- [What is needed]:
Identify every line in the material below that contains the word "elbow", and reproduce each such line in full.

- [Supplied entries]:

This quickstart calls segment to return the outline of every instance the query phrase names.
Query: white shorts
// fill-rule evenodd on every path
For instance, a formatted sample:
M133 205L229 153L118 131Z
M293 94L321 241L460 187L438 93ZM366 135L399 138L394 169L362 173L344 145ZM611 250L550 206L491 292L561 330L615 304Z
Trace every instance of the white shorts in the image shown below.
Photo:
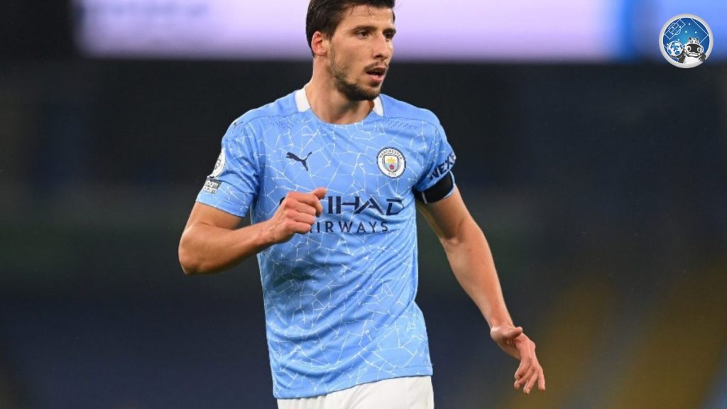
M278 409L434 409L431 376L356 385L315 397L278 399Z

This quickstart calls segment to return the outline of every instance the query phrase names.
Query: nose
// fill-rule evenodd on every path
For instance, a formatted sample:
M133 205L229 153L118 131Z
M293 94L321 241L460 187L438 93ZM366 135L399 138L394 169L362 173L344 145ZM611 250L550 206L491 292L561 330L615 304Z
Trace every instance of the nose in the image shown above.
M379 34L374 40L374 57L377 60L388 60L394 52L394 46L391 39L385 35Z

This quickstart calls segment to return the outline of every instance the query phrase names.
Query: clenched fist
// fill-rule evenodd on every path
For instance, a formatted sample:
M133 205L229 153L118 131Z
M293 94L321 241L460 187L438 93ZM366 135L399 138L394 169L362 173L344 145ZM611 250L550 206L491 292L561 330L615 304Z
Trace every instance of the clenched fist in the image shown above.
M316 218L323 213L321 199L325 196L326 188L318 188L310 193L288 193L273 217L265 222L272 242L283 243L296 233L305 234L310 231Z

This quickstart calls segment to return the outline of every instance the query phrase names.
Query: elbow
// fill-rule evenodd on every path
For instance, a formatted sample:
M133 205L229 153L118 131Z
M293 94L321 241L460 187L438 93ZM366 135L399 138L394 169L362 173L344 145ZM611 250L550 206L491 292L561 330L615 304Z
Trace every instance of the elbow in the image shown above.
M202 274L198 258L195 257L194 253L190 252L189 249L184 245L184 239L182 239L182 242L180 243L179 260L180 265L182 266L182 271L184 271L184 274L185 276L193 276Z

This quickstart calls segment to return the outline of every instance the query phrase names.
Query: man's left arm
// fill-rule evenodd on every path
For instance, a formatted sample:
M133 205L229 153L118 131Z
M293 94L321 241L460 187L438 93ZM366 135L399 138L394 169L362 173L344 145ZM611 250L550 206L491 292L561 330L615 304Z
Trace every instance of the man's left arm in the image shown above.
M535 344L523 328L515 327L507 312L494 261L482 230L470 215L457 186L445 199L419 210L439 237L452 271L475 302L490 327L490 336L503 351L520 361L515 373L515 389L529 394L537 384L545 390L542 368L535 354Z

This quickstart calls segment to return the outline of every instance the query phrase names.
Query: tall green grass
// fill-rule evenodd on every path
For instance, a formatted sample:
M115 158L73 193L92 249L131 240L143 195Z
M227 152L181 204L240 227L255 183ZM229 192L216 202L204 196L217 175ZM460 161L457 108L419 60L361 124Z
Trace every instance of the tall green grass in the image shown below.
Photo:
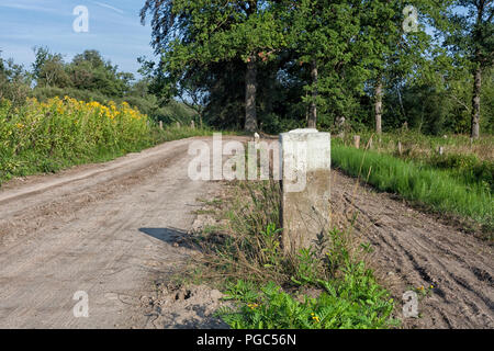
M431 210L460 215L493 227L489 188L465 183L450 170L435 169L391 155L333 143L332 161L345 172L361 177L378 190L394 192Z

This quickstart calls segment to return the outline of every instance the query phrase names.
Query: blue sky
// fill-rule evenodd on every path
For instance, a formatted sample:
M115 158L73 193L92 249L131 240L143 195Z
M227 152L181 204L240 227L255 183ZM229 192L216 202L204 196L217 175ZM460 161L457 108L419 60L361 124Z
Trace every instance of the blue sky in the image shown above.
M144 0L0 0L0 50L2 58L30 68L33 46L47 46L65 60L85 49L97 49L119 69L136 73L138 56L154 58L150 27L143 26ZM76 33L72 14L77 5L89 10L89 32Z

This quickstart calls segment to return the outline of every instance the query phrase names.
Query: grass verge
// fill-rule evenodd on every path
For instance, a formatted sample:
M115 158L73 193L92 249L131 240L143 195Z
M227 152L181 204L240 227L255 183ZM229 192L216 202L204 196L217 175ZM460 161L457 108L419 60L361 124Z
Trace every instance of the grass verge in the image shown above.
M470 218L487 231L494 227L490 188L467 183L451 170L338 143L333 143L332 162L350 176L362 176L366 182L380 191L398 193L434 211Z
M162 141L210 135L202 128L164 129L127 104L108 106L66 97L21 107L0 101L0 184L13 177L104 162Z
M236 182L218 205L221 226L198 239L197 271L215 282L233 306L217 315L232 328L390 328L394 302L366 264L351 230L332 230L285 257L277 182Z

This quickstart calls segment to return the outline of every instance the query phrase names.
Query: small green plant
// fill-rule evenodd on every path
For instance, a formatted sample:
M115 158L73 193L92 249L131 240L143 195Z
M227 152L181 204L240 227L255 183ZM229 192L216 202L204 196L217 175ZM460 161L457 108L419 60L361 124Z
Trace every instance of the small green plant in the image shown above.
M303 302L270 282L248 294L237 286L227 291L236 308L222 308L221 316L234 329L370 329L397 325L391 318L394 302L378 285L362 262L348 270L343 280L319 281L324 292Z

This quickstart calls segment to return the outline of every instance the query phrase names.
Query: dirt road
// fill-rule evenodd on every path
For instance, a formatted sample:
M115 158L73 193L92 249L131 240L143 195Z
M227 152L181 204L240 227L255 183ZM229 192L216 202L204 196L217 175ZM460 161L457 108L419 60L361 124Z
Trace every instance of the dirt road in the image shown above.
M356 186L339 171L332 174L335 222L345 225L357 214L355 229L372 245L371 263L383 281L392 283L403 327L494 328L492 245L396 196ZM403 293L430 285L418 302L420 318L403 318Z
M176 241L197 200L218 186L189 179L189 143L5 184L0 328L148 327L135 307L156 276L186 262L191 252ZM88 318L72 313L79 291L88 294Z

- [Task output]:
Query: elbow
Trace every instance of the elbow in the image shown above.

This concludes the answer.